* Actions to take
1/ According to the loan agreement excerpt, how soon after receiving notice must the Borrower deliver the new Notes?
2/ Copy word for word from the loan agreement excerpt everything from "Within five Business" down to "attached Exhibit E.".

* Quoted passage

"""

Within five Business Days after its receipt of such notice, the Borrower shall
execute and deliver to the Administrative Agent in exchange for the surrendered
Notes (A) if such Eligible Assignee has acquired a Commitment, a new Note to the
order of such Eligible Assignee in an amount equal to the Commitment assumed by
it pursuant to such Assignment and Acceptance and (B) if such Lender has
retained any Commitment hereunder, a new Note to the order of such Lender in an
amount equal to the Commitment retained by it hereunder. Such new Notes shall be
dated the effective date of such Assignment and Acceptance and shall otherwise
be in substantially the form of the attached Exhibit E.
(e) Participations. Each Lender may sell participations to one or more
banks or other entities in or to all or a portion of its rights and obligations
under this Agreement (including all or a portion of its Commitments, the
Advances owing to it, its participation interest in the Letter of Credit
Obligations, and the Notes held by it); provided, however, that (i) such
Lender's obligations under this Agreement (including its Commitments to the
Borrower hereunder) shall remain unchanged, (ii) such Lender shall remain solely
responsible to the other parties hereto for the performance of such obligations,
(iii) such Lender shall remain the holder of any such Notes for all purposes of
this Agreement, (iv) the Borrower, the Administrative Agent, and the Issuing
Lender and the other Lenders shall continue to deal solely and directly with
such Lender in connection with such Lender's rights and obligations under this
Agreement, and (v) such Lender shall not require the participant's consent to
any matter under this Agreement, except for change in the principal amount of
the Notes, reductions in fees or interest, releasing all or substantially all of
any collateral, permitting the Borrower or any Subsidiary to enter into any
merger or consolidation with or into any other, postponement of any date fixed
for any payment of principal of, or interest on, the Notes or any fees or other
amounts payable hereunder, or extensions of the Maturity Date or the Commitment
Termination Date. The Borrower hereby agrees that participants shall have the
same rights under Sections 2.12, 2.13, 2.14(c), and 9.07 as a Lender to the
extent of their respective participations.

"""

* Data segment
"""

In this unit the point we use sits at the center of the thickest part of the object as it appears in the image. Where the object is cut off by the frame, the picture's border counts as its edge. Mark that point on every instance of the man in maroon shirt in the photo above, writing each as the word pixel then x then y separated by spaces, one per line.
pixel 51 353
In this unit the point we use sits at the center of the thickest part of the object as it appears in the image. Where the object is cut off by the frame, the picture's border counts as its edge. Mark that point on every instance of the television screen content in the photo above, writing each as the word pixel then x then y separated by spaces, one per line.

"""

* Answers per task
1/ Within five Business Days.

2/
Within five Business Days after its receipt of such notice, the Borrower shall
execute and deliver to the Administrative Agent in exchange for the surrendered
Notes (A) if such Eligible Assignee has acquired a Commitment, a new Note to the
order of such Eligible Assignee in an amount equal to the Commitment assumed by
it pursuant to such Assignment and Acceptance and (B) if such Lender has
retained any Commitment hereunder, a new Note to the order of such Lender in an
amount equal to the Commitment retained by it hereunder. Such new Notes shall be
dated the effective date of such Assignment and Acceptance and shall otherwise
be in substantially the form of the attached Exhibit E.